== Exercise aim ==
Reproduce every one of the rows below word for word.

== Task input ==
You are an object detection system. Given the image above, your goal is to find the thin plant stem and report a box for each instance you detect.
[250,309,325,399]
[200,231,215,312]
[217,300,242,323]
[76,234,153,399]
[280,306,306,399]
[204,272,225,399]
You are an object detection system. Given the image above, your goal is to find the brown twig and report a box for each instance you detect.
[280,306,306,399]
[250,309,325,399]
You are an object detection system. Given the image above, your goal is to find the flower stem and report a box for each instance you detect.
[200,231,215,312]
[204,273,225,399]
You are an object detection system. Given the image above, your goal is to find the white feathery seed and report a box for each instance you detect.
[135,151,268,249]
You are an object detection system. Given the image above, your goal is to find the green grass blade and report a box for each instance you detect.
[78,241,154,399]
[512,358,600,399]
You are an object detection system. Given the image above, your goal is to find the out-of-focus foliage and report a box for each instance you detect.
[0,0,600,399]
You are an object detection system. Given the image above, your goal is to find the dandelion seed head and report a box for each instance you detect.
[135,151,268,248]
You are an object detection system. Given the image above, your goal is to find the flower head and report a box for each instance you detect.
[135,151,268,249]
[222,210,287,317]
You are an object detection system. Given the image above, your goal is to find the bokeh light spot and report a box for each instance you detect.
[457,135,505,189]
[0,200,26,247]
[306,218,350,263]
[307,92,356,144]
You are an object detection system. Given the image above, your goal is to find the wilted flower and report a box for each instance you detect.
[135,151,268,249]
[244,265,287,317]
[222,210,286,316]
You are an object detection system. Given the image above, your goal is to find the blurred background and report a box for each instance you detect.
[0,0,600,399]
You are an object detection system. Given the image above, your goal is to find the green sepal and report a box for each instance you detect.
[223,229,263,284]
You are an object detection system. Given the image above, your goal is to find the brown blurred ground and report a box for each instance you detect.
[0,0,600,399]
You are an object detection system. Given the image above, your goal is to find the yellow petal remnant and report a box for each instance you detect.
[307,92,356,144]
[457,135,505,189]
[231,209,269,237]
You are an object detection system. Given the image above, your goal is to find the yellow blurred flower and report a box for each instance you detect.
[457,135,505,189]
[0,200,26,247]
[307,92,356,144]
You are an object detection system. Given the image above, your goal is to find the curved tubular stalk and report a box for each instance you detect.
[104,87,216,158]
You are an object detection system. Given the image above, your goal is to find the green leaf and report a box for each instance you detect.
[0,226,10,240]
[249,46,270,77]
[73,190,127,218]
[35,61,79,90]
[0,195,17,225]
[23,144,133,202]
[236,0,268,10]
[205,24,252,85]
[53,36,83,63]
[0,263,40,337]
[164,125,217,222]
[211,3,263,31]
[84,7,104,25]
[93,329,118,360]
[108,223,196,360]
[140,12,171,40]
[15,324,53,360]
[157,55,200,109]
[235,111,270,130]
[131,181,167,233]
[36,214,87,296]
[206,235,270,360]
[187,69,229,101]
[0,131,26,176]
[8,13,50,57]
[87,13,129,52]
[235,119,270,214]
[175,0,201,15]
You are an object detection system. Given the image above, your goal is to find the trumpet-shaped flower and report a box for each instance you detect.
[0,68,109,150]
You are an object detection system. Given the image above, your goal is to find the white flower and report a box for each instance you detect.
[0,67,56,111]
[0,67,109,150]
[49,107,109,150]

== Final result ==
You are an object detection system. Given the image above, your goal is to find the thin plant stem and report a box for each instance you detect.
[250,309,325,399]
[200,231,215,312]
[217,300,242,323]
[76,234,153,399]
[280,306,306,399]
[204,272,225,399]
You are an object detection system. Given the image above, your goal is to find the brown twig and report a box for each instance you detect.
[280,306,306,399]
[250,309,325,399]
You are an object detection system. Given the image above, your goal is to find the flower stem and report a box for each instance you detect.
[200,231,215,312]
[204,273,225,399]
You are an object detection system. Given the image above, your goal is to find the white feathery seed and report a box for each instance you detect.
[135,151,268,249]
You are an object detection system. Given the image above, your goal is to find the green grass blade and report a box for each instance you detect.
[78,241,154,399]
[512,358,600,399]
You are an object detection system. Given the image above, your goal is to find the out-of-focus foliage and report a box for each instance you detect.
[0,0,600,399]
You are an object detection system. Given the image above, your goal is to find the dandelion seed head and report a box for each instance you detect.
[135,151,268,248]
You are an object detection system. Given the image above, your goal is to find the flower head and report a box for each instance you detect.
[135,151,268,249]
[222,210,287,317]
You are an object detection system. Given the image above, your goal is to find the bokeh light spot and report a box for each instance you detect.
[457,135,505,189]
[0,200,26,247]
[306,218,350,263]
[307,92,356,144]
You are an object detection system. Given the image above, your goal is to find the wilted flower and report a box for each instance you detect.
[135,151,268,249]
[244,265,287,317]
[222,210,286,316]
You are an object detection system. Given the image above, your goal is to find the blurred background and report a box for each instance you detect.
[0,0,600,399]
You are an object detection system. Given the image above, your goal is to find the green sepal and report a box for each instance you detect.
[223,229,263,284]
You are an object detection system. Given the image above, your goal is to find the brown blurred ground and report a box for each instance you detect.
[0,0,600,399]
You are an object detection system. Given the image above, your goal is to find the yellow petal remnant and report a box for each instance you detect.
[307,92,356,144]
[457,135,505,189]
[231,209,269,237]
You are an object detection system. Given the image above, your goal is to find the yellow blurred flower and report a box for each instance you detect.
[457,135,505,189]
[0,200,26,247]
[307,92,356,144]
You are an object detection system. Given the image above, your goal is to find the curved tubular stalk and report a box for each instance you detect.
[104,87,216,158]
You are an object detection system. Given the image above, your goal is to find the green leaf and report a box for each instance you detect.
[0,226,10,240]
[249,46,270,77]
[73,190,127,218]
[35,61,79,90]
[0,195,17,225]
[23,144,133,202]
[236,0,268,10]
[205,24,252,85]
[53,36,83,63]
[0,263,40,337]
[164,125,217,222]
[211,3,263,31]
[84,7,104,25]
[93,329,118,360]
[108,223,196,360]
[140,12,171,40]
[15,324,53,360]
[157,55,200,109]
[235,111,270,130]
[131,181,167,233]
[36,214,87,296]
[206,235,270,360]
[187,69,229,101]
[0,131,26,176]
[8,13,50,57]
[87,13,129,52]
[235,119,270,214]
[175,0,201,15]
You are an object detection system. Given the image above, your goal is to find the trumpet-shaped flower and report a box for each instance you detect.
[0,68,109,150]
You are an object detection system. Given the image above, your goal is to find the white flower and report a box for each instance you detect.
[0,67,56,111]
[0,67,109,150]
[49,107,109,150]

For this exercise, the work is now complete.